* _Task item_
For the word "test", find each line in the entries where it occurs and copy that line.

* _Information_
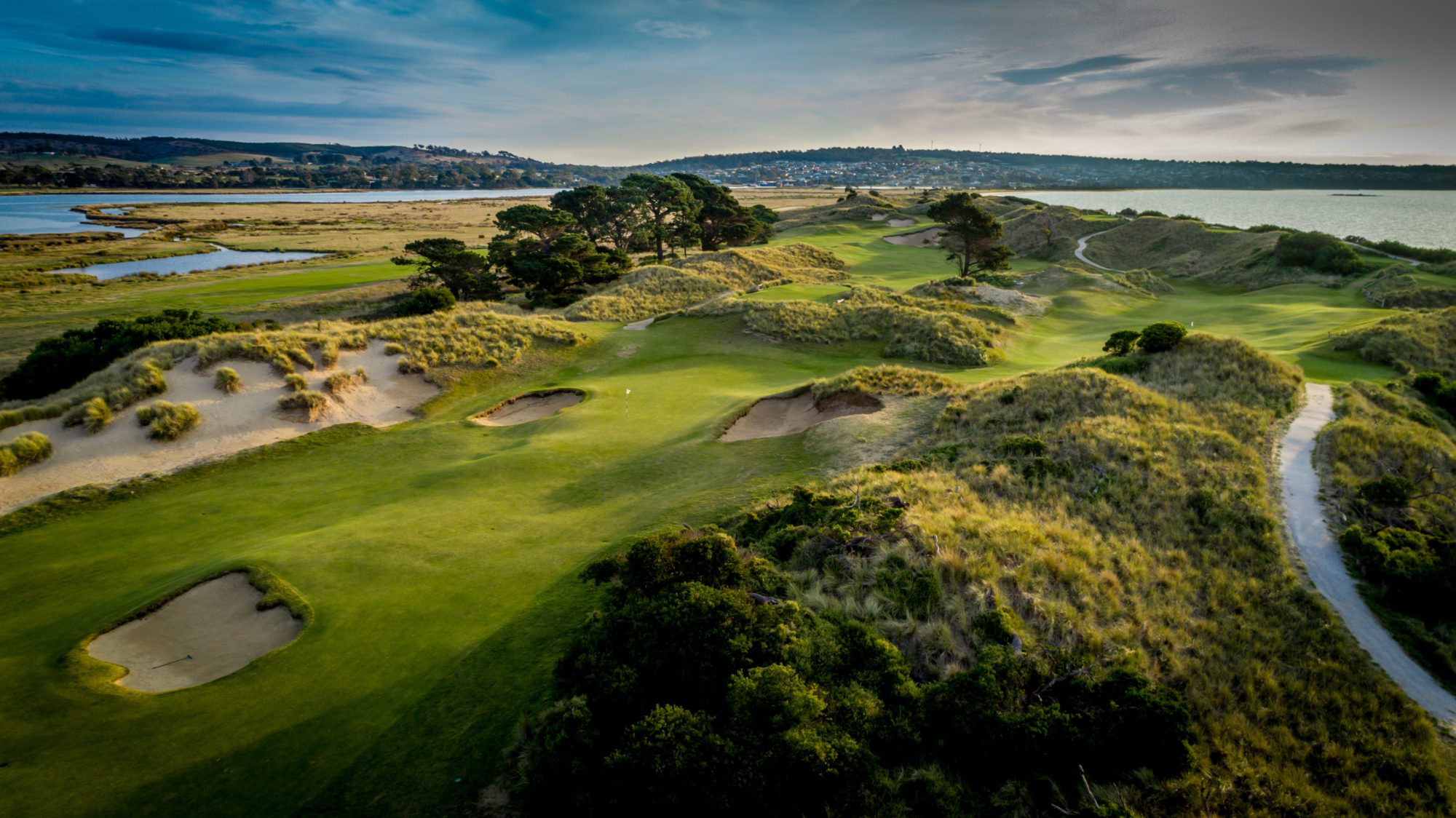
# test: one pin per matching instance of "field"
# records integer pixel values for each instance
(440, 557)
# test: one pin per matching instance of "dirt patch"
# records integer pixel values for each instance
(209, 632)
(787, 416)
(531, 407)
(918, 239)
(231, 424)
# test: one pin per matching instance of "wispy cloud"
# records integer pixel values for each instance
(672, 30)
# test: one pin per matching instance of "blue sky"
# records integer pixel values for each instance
(621, 82)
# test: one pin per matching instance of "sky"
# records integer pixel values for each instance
(620, 82)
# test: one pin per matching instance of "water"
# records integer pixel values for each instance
(52, 213)
(1425, 219)
(193, 263)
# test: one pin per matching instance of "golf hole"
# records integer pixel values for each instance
(787, 416)
(205, 634)
(531, 407)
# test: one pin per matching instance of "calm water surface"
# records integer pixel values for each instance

* _Task answer_
# test: one pin per matching instance of "field"
# test: one pin per matching instance of "dirt patch"
# test: one pin per matching instance of "wispy cloud"
# test: one pin per matching instance of "blue sky"
# test: one pin per matching instance of "sky"
# test: one pin per matching instance of "water"
# test: one pin per matching instance of "golf hole"
# test: one pin per matching instance of "calm water surface"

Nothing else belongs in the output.